** Work instructions **
Format every line of the listing below as a JSON list of strings, one string per line, with blank lines left out. Omit the picture lines from the list.

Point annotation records

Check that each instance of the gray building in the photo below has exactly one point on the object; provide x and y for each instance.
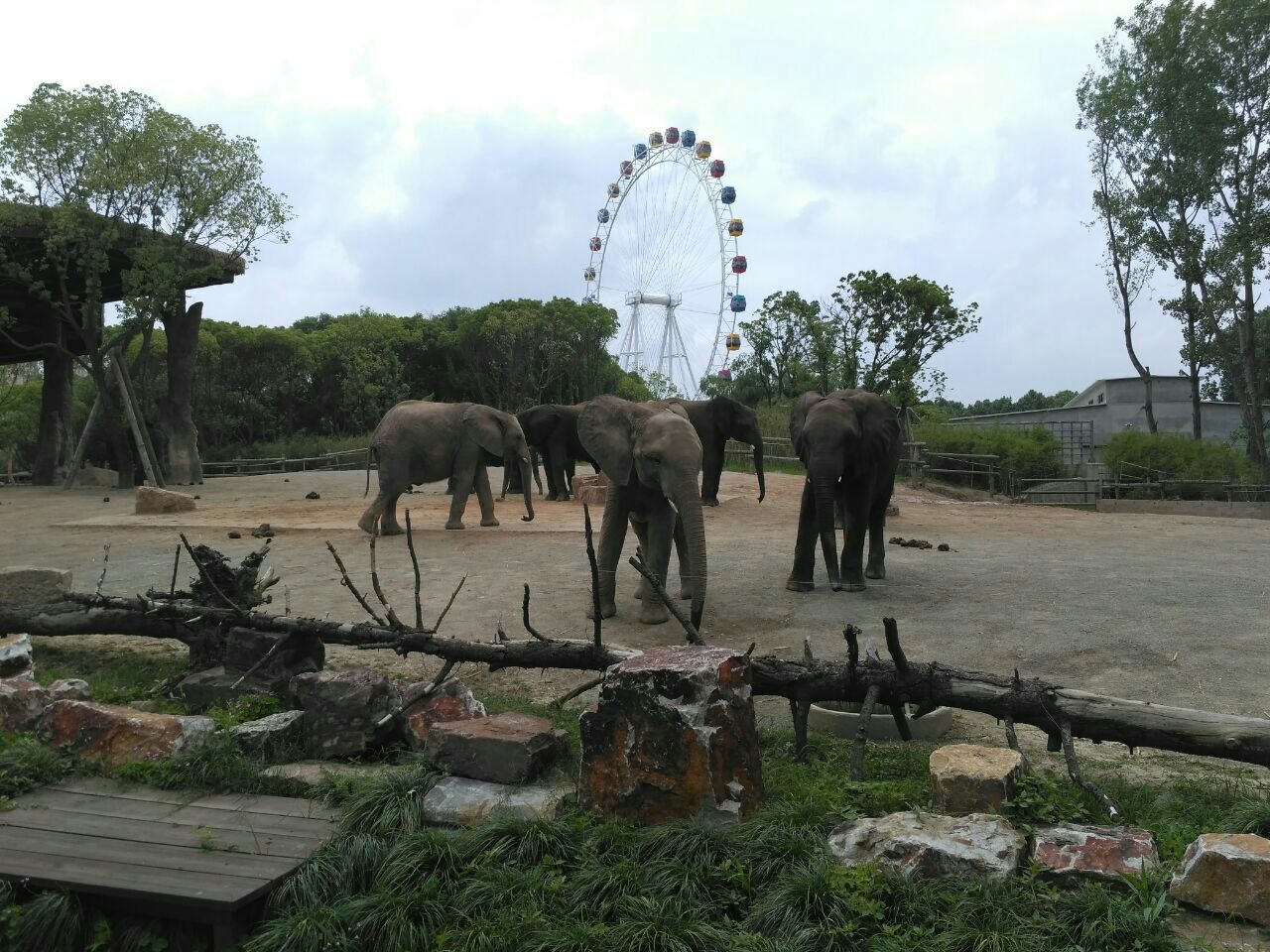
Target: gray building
(1109, 407)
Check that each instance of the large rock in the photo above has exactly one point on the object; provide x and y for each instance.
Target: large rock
(343, 710)
(16, 656)
(966, 778)
(117, 735)
(460, 801)
(22, 702)
(452, 701)
(931, 844)
(672, 737)
(162, 502)
(273, 738)
(1228, 874)
(507, 748)
(1072, 852)
(30, 585)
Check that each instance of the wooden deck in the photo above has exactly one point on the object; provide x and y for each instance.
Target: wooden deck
(207, 860)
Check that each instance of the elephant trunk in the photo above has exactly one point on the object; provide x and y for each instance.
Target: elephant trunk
(758, 468)
(688, 500)
(527, 486)
(825, 489)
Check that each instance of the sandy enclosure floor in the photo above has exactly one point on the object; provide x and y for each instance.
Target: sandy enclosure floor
(1174, 610)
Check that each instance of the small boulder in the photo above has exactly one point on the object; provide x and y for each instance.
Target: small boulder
(1072, 852)
(931, 844)
(343, 710)
(30, 585)
(271, 738)
(16, 656)
(1225, 874)
(116, 735)
(507, 748)
(153, 500)
(458, 801)
(968, 778)
(70, 689)
(452, 701)
(22, 702)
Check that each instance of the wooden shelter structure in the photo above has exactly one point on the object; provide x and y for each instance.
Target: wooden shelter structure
(36, 329)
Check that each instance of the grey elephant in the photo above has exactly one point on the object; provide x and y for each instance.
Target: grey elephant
(849, 443)
(652, 457)
(420, 440)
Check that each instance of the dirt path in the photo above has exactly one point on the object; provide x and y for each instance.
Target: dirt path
(1174, 610)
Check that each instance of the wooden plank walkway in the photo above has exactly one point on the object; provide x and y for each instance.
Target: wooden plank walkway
(208, 860)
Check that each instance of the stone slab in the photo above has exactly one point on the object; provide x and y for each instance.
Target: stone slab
(32, 585)
(460, 801)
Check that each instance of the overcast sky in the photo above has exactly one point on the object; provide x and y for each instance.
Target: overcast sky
(447, 154)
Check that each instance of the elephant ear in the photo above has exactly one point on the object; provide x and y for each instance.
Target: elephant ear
(485, 426)
(606, 428)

** Written solution **
[
  "Check that each instance of the gray building in the photo below has exactly one point on the object; provide x and y for each instance.",
  "Target: gray building",
  "(1109, 407)",
  "Check that each instance of the large rock in the photo above has exactly one point on the object; provide x and y for each instance.",
  "Target: large rock",
  "(343, 710)",
  "(16, 656)",
  "(966, 778)",
  "(117, 735)",
  "(460, 801)",
  "(22, 702)",
  "(452, 701)",
  "(931, 844)",
  "(672, 737)",
  "(162, 502)",
  "(273, 738)",
  "(1228, 874)",
  "(507, 748)",
  "(1072, 852)",
  "(30, 585)",
  "Check that each instance of the wooden deck in the photo above has exactly one point on the object; provide x and y for each instance.",
  "Target: wooden deck",
  "(207, 860)",
  "Check that each instance of the elephant trunk in the photo above has exactly one point on the object; provide x and y for each instance.",
  "Target: elephant trunk",
  "(758, 468)",
  "(688, 500)",
  "(527, 486)",
  "(825, 489)",
  "Check that each instance of the sandy enclosure floor in the photo above has exactly one point on the object; provide x and y for each instance.",
  "Target: sandy enclosure floor",
  "(1174, 610)",
  "Check that each instance of the small boulder in the photo above has exactly one point on the object; provide x and y for each instance.",
  "Target: small boulder",
  "(1072, 852)",
  "(931, 844)",
  "(343, 710)",
  "(30, 585)",
  "(271, 738)",
  "(16, 656)",
  "(1225, 874)",
  "(116, 735)",
  "(507, 748)",
  "(153, 500)",
  "(458, 801)",
  "(968, 778)",
  "(70, 689)",
  "(452, 701)",
  "(22, 702)",
  "Check that each instance of the wooden shelter structure in the photo above has exactly one point on the object; provide x and y for each instance.",
  "Target: wooden shelter structure",
  "(36, 329)",
  "Check that each instance of the grey elephant in the photo above has exactly one point on the object; provide x and y for each instance.",
  "Target: grey elephant",
  "(849, 443)",
  "(652, 457)",
  "(420, 440)",
  "Check that each instance of the dirt path in the photo above has exactly one point on the object; provide x and y for each instance.",
  "Target: dirt path",
  "(1174, 610)",
  "Check that each instance of the wooden plank walkway in the photo above has exactly one point on the object; provide x and y for each instance.",
  "Target: wooden plank walkway",
  "(208, 860)",
  "Check that each instance of the stone slab in the photo above has exactly one point on the object; provide x and y for each instance.",
  "Target: stone slab",
  "(32, 585)",
  "(460, 801)",
  "Check that each instance of the overcast sky in the photo above has exactly one point on the object; provide x and y for each instance.",
  "Target: overcast sky",
  "(447, 154)",
  "Check that each instance of the elephant ear in the photo above has exactly one point on the object; provide x and y for each instance.",
  "Target: elephant ear",
  "(485, 426)",
  "(606, 428)"
]